→ Description of the task: Rewrite the part of the records that opens with the line containing "Put a point on every instance of the road" and closes with the line containing "x=901, y=488" as a numbered list, leaving out any blank lines.
----- Provided records -----
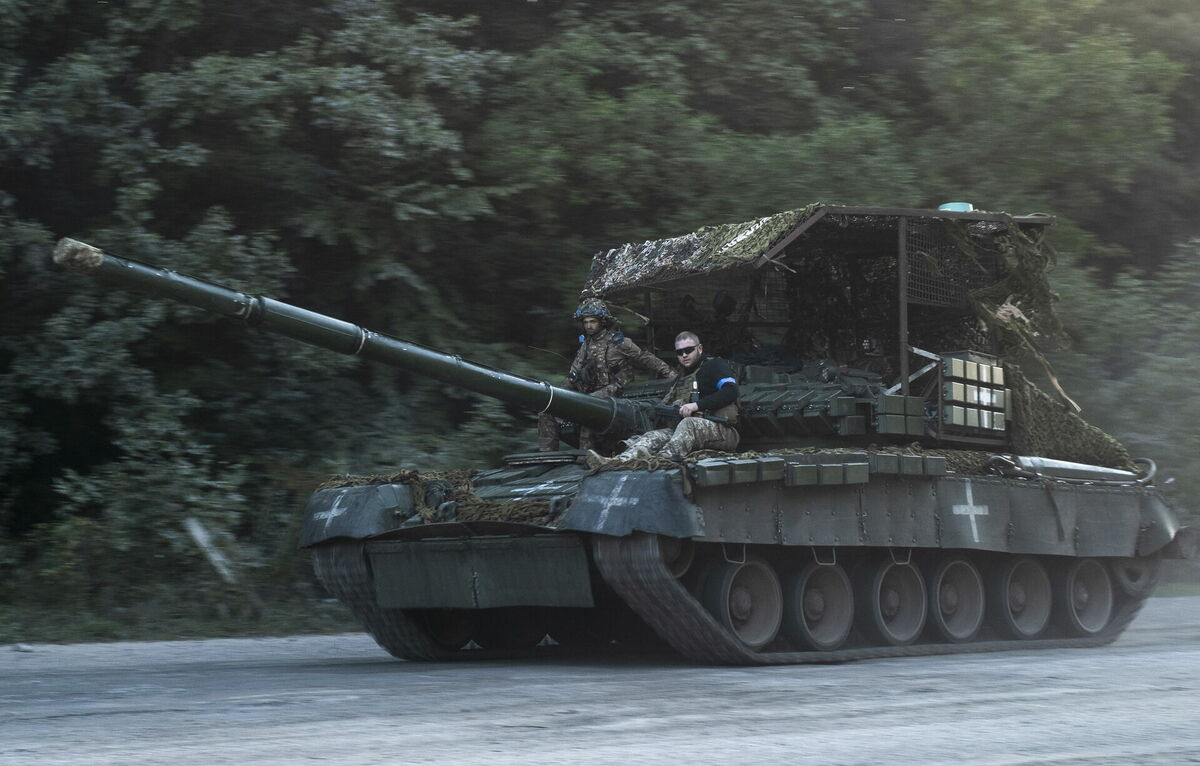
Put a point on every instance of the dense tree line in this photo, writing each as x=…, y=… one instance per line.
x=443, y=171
-----
----- Provided records -----
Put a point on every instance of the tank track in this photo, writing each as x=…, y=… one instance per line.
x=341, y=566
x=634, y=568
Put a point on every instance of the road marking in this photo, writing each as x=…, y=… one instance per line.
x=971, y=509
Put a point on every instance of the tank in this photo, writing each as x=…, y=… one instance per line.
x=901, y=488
-----
----- Provided records -----
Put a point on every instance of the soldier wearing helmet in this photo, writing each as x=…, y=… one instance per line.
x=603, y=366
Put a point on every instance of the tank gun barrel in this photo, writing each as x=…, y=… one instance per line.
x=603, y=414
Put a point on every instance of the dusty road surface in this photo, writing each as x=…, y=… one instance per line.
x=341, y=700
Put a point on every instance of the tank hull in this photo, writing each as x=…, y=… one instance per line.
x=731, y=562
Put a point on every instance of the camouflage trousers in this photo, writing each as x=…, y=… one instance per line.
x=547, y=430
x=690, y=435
-----
→ Written response:
1. Put a point on every instance of the road marking in this photo, writing each as x=…, y=… one instance per line.
2. x=971, y=509
3. Put a point on every instance of the tank in this photo, writing each as x=…, y=… one instance per line.
4. x=901, y=488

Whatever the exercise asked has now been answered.